> _CONSIGNE_: Recopiez toutes les entrées ci-dessous en substituant « Answer » à chaque occurrence de « Result », sans rien modifier d'autre, et laissez les images de côté, s'il vous plaît.

> _LIGNES DE DONNÉES_:
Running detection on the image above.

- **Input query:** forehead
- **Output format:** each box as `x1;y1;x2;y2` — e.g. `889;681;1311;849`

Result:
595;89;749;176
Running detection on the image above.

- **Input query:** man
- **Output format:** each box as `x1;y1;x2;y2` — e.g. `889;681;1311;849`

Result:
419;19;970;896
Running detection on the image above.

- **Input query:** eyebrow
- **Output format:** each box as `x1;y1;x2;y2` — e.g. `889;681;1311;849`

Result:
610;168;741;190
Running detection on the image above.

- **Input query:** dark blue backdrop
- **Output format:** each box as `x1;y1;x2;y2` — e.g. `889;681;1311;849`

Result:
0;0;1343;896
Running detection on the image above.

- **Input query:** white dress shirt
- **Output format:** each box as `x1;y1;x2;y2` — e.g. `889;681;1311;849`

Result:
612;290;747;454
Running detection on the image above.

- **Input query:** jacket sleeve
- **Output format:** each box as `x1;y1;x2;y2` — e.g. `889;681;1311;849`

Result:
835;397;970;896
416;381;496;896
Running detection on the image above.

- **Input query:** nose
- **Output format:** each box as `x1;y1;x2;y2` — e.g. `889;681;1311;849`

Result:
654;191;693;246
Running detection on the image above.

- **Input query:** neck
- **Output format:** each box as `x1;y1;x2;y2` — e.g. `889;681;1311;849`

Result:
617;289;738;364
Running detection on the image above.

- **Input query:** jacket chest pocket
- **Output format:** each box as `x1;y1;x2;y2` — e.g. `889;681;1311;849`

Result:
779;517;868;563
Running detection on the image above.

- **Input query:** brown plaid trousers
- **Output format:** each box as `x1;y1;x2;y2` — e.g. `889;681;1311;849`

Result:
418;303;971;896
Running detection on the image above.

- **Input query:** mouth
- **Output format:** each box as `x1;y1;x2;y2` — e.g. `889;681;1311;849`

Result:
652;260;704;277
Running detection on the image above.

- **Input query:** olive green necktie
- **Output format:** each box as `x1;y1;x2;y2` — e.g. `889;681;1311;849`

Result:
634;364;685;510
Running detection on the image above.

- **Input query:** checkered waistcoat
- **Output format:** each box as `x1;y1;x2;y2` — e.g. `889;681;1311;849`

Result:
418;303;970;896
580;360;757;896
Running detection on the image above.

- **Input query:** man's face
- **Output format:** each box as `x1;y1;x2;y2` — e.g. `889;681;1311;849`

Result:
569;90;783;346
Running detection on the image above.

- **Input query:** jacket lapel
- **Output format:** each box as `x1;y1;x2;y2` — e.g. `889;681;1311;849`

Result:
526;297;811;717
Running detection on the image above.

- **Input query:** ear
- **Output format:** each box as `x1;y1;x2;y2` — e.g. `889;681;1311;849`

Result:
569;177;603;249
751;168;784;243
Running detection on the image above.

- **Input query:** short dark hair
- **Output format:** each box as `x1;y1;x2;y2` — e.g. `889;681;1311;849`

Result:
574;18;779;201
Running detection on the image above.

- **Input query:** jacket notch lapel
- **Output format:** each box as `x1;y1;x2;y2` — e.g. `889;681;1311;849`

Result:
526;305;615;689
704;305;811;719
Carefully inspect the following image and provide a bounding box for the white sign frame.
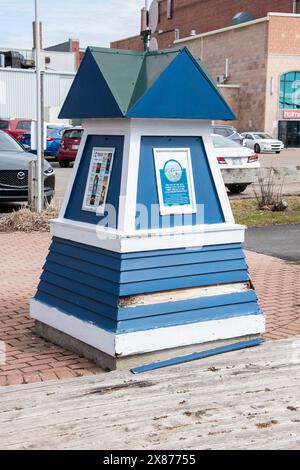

> _RÉSULTAT OBTENU_:
Running detection on the image above.

- **Input query:** forehead
- **Output format:** each box as `x1;y1;x2;y2` — e.g. `889;681;1311;849`

Answer:
595;89;749;176
Running detection on the image above.

- **Input query:** man
- **Output format:** each box as `x1;y1;x2;y2` — e.g. `889;681;1311;849`

Answer:
419;19;970;896
Running detection on the image above.

- **Input query:** eyebrow
- **Output format:** each box as `x1;y1;x2;y2` — e.g. `889;681;1311;849`

Answer:
610;168;741;190
Running detection on the image above.

- **Input query:** dark blue backdrop
- **Output format:** each box as `x1;y1;x2;y2` — e.g. `889;681;1311;849`

Answer:
0;0;1343;896
Running detection on the image above.

- **Input query:** white dress shirt
- **Output format:** each box as `x1;y1;x2;y2` — e.g. `889;681;1311;849`

Answer:
612;290;747;454
Running detection on the image above.

- **Input query:** jacket sleeve
- **Output format:** each box as `x1;y1;x2;y2` — e.g. `889;681;1311;849`

Answer:
835;397;970;896
416;381;496;896
Running detection on the image above.

- **Input query:** nose
- **Output format:** each box as `x1;y1;x2;y2` — e.g. `889;681;1311;849`

Answer:
654;191;693;246
Running detection on the image above.

- **Input query:** neck
- **Output format:** each box as `x1;y1;x2;y2` — e.g. `889;681;1311;849`

Answer:
617;289;738;364
Running detection on the image above.

- **Input query:** jacket chest pocket
- **Output format:** each box as `x1;y1;x2;y2` — e.g. `889;681;1311;849`

Answer:
779;517;868;563
Running detection on the image above.

- **Input query:** brown plaid trousers
- **Output format:** each box as `x1;y1;x2;y2` — e.g. `889;681;1311;849`

Answer:
418;303;971;896
Running detection on the image above.

- **Input query:** mouth
- **Output format:** each box as `x1;y1;x2;y2` — e.g. `889;681;1311;849`

Answer:
652;260;704;277
Running detection on the image above.

- **Input query:** olive green necktie
- **Output format:** each box as `x1;y1;x2;y2` — e.g. `889;681;1311;849`

Answer:
634;364;685;510
Running detection on the image above.

- **Input query:** checkered waistcoat
- **Output format:** each box as `x1;y1;x2;y2` — e.g. `889;681;1311;849`

Answer:
418;303;970;896
580;360;757;896
Running detection on the image above.

- **Input query:** man's face
- **Output format:** each box as `x1;y1;x2;y2` — e.g. `889;681;1311;849`

Answer:
569;90;783;346
Running detection on the image above.

- **Input query:** jacket lapel
- **Output format:** each box as `x1;y1;x2;y2` — e.g. `889;681;1311;849`

Answer:
526;297;811;717
Running detection on the image above.

- **Input query:** ear
- **Output format:** each box as `x1;y1;x2;y2` — e.g. `889;681;1311;849`

Answer:
569;177;603;249
751;168;784;243
Running detection on the image above.

- **Input query:** short dark hair
- **Output format:** each box as `x1;y1;x2;y2` — e.g. `889;681;1311;849`

Answer:
574;18;779;201
Running detection on the image above.

- **Input query:** jacket notch lapel
- **Output format:** each box as `x1;y1;x2;y2` — e.g. `889;681;1311;849`

Answer:
526;305;615;689
704;305;811;719
Carefully inspect the following image and provide a bounding box for the white sign frame.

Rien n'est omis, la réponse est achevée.